Natural language region descriptions:

[Start of Attachment]

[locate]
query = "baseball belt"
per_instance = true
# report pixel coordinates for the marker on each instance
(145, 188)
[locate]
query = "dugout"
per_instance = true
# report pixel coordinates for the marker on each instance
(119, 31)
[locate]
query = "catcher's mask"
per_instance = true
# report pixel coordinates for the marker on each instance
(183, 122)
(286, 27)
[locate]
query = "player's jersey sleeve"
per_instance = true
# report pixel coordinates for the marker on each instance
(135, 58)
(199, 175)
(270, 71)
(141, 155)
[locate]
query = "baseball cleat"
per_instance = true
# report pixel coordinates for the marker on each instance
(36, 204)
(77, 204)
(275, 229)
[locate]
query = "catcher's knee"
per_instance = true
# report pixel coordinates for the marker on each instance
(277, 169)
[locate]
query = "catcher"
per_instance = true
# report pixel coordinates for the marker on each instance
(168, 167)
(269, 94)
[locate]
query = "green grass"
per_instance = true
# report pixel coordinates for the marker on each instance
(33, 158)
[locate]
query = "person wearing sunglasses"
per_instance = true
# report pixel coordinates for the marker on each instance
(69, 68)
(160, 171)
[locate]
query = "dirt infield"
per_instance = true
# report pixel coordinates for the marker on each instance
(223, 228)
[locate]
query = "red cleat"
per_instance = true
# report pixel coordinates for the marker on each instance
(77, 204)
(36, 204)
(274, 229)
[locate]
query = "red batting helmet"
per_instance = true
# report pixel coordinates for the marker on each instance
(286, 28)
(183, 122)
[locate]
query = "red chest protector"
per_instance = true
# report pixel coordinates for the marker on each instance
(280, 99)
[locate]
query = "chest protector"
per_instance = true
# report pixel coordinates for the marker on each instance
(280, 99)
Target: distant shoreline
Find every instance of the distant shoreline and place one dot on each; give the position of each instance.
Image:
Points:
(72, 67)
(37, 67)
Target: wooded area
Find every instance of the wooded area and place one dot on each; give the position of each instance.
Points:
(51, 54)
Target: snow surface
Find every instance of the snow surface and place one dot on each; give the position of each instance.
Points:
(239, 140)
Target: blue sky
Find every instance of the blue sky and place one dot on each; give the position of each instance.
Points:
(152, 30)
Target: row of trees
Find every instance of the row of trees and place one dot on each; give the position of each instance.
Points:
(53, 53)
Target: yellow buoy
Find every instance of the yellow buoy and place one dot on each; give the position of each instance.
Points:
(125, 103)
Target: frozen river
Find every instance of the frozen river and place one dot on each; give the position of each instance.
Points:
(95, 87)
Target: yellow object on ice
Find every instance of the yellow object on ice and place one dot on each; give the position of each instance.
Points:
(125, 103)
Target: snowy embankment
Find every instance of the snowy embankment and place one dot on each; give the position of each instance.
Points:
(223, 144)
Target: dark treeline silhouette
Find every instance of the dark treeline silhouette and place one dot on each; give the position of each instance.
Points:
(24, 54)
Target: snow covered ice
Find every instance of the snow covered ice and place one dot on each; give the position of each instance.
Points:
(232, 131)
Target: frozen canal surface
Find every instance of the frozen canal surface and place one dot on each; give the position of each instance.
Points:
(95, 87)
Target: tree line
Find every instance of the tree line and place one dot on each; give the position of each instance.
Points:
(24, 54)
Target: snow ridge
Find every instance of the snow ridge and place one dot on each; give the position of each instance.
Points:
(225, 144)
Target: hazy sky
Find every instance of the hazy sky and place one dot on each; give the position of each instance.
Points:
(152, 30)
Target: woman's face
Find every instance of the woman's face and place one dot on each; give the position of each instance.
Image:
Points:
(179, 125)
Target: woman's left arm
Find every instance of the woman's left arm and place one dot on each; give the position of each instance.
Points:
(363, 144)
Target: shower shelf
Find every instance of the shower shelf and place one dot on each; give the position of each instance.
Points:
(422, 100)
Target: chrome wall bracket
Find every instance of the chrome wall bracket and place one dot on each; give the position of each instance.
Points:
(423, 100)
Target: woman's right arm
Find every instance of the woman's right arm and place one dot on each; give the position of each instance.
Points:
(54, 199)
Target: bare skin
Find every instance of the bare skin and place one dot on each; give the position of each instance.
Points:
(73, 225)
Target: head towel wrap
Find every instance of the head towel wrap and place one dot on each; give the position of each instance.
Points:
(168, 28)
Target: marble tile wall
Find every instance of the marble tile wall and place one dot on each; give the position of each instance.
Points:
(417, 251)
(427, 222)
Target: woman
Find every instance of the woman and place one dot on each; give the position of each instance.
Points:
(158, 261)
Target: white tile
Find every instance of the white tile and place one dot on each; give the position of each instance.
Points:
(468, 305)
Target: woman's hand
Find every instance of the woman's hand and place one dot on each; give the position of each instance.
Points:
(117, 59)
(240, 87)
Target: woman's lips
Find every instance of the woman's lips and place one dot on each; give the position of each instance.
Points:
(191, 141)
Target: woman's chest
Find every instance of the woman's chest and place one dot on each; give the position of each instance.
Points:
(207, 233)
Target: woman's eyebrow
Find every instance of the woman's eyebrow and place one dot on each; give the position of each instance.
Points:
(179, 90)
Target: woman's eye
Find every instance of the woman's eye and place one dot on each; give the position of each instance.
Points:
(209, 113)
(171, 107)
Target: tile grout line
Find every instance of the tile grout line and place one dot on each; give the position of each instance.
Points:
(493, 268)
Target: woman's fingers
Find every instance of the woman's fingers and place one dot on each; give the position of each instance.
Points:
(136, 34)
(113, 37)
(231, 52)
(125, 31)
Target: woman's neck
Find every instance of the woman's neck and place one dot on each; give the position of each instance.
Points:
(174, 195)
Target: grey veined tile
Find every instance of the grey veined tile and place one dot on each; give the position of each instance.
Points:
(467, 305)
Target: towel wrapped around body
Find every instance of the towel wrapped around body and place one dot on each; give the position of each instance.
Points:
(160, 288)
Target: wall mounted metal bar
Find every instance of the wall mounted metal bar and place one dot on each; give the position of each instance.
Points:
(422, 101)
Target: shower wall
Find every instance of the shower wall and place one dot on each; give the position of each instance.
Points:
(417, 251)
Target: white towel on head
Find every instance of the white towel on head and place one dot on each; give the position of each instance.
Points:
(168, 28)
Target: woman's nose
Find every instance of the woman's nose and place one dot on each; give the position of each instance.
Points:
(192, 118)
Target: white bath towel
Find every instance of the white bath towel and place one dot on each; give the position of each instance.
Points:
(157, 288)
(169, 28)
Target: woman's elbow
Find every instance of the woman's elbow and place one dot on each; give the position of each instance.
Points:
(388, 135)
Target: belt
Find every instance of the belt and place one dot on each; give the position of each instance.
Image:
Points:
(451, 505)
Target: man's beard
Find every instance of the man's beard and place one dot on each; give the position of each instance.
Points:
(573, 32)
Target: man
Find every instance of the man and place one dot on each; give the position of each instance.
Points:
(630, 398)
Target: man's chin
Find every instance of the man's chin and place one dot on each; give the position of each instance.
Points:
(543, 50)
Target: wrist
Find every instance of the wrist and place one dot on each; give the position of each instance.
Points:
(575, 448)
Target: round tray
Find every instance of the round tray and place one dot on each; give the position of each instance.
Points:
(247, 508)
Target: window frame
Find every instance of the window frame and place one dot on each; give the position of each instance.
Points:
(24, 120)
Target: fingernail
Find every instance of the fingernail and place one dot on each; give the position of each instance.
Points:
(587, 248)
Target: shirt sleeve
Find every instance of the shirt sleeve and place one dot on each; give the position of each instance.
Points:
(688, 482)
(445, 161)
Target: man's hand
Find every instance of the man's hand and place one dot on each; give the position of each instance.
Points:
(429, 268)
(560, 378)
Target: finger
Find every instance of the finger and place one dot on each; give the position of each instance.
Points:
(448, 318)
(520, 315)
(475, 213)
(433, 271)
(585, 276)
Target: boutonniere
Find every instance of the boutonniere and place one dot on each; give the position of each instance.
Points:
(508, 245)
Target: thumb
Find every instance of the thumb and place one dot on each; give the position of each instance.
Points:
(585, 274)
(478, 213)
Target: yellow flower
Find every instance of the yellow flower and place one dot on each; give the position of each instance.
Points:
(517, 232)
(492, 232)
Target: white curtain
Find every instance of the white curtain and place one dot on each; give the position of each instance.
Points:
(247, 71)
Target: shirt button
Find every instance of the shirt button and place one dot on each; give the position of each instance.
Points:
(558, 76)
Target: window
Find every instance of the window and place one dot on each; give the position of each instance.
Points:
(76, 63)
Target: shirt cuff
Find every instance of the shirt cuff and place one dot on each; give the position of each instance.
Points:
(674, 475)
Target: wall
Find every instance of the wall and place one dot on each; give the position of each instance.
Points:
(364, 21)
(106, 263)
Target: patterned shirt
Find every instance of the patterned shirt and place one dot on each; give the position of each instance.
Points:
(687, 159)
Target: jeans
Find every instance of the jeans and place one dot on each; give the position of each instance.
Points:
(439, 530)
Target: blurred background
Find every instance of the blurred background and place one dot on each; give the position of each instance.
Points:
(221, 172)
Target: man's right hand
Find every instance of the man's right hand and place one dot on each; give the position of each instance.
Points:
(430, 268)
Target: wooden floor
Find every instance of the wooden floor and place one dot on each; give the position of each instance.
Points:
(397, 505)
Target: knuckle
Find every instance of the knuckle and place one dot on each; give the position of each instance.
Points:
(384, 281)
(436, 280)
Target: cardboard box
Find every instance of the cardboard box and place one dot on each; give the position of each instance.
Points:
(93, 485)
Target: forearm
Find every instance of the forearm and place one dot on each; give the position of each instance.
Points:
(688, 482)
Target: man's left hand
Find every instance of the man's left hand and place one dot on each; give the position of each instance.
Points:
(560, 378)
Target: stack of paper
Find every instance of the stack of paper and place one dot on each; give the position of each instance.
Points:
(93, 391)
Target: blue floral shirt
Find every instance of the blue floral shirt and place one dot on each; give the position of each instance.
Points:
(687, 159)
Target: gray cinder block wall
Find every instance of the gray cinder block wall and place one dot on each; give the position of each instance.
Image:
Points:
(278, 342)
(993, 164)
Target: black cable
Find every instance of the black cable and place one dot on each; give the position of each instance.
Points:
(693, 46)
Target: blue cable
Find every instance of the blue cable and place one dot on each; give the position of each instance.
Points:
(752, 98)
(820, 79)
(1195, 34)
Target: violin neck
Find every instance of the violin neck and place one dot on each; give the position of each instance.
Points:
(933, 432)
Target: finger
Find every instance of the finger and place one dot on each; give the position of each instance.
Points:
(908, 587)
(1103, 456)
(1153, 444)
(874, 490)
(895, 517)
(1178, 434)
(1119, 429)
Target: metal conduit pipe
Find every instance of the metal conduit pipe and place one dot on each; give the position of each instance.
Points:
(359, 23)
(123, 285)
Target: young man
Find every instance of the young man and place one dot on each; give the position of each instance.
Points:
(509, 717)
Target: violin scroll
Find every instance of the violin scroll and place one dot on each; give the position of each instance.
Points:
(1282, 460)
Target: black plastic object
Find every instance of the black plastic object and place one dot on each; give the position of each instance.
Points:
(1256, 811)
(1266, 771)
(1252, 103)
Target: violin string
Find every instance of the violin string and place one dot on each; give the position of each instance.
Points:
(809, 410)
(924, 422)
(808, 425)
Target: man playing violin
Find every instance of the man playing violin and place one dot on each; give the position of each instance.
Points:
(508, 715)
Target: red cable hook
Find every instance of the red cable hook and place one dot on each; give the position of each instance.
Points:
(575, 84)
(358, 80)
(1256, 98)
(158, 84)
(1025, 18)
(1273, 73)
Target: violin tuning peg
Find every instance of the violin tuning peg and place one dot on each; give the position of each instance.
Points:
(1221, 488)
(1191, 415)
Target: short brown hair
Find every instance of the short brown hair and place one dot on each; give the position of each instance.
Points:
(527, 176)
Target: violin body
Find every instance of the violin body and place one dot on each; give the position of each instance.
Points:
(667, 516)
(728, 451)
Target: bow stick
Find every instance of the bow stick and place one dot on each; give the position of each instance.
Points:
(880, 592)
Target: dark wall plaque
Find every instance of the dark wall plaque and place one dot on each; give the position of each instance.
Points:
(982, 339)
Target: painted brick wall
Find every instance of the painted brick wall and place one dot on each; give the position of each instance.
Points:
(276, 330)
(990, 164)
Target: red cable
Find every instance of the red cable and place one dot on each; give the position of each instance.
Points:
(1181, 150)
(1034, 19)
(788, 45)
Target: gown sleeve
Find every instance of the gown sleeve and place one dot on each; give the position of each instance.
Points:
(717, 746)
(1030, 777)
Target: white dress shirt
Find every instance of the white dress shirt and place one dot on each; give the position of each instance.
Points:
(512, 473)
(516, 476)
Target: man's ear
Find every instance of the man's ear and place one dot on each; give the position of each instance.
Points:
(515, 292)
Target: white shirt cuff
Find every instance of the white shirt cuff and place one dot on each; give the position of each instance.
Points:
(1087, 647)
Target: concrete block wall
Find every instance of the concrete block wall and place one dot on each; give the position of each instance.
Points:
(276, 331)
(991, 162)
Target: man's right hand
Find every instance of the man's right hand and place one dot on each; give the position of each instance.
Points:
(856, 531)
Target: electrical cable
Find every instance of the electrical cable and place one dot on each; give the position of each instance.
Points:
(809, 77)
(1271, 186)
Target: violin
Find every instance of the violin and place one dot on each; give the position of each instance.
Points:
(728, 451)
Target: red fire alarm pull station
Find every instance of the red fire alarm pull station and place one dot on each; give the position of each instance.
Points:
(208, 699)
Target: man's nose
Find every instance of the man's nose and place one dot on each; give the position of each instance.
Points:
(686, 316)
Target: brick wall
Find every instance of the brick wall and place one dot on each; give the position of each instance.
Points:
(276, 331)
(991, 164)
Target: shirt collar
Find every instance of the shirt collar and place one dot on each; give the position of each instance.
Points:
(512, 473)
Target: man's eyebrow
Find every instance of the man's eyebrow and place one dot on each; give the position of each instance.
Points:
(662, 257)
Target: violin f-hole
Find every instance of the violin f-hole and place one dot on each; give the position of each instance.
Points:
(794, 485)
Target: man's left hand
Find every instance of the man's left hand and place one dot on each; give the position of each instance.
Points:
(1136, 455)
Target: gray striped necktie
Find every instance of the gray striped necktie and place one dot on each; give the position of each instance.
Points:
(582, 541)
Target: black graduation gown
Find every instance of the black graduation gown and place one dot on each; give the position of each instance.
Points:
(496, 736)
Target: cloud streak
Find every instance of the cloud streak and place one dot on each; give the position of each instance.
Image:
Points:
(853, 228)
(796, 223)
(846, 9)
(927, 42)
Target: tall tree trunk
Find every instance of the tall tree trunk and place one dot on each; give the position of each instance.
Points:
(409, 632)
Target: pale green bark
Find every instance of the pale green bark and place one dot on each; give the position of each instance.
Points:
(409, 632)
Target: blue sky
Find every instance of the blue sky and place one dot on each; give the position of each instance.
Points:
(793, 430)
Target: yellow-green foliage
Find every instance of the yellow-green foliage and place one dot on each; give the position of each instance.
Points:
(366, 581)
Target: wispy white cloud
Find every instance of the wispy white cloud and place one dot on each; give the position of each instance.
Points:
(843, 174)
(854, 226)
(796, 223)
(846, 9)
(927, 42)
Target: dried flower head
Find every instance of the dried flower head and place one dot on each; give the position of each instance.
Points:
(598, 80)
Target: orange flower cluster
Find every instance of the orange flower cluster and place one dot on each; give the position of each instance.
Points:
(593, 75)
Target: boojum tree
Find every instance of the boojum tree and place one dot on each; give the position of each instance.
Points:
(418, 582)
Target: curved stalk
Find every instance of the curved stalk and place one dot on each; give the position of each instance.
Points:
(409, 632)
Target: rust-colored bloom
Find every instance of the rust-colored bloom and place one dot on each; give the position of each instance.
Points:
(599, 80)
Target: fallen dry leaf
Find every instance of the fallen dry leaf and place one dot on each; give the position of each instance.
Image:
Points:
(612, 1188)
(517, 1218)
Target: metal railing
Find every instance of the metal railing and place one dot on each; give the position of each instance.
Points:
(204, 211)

[End of Attachment]

• _Task_
Scan the entries for lines holding the string "striped", then copy every one of them.

• _Worked solution_
Target: gray striped necktie
Find every instance of the gray striped necktie and place one dot on each; give the position of each instance.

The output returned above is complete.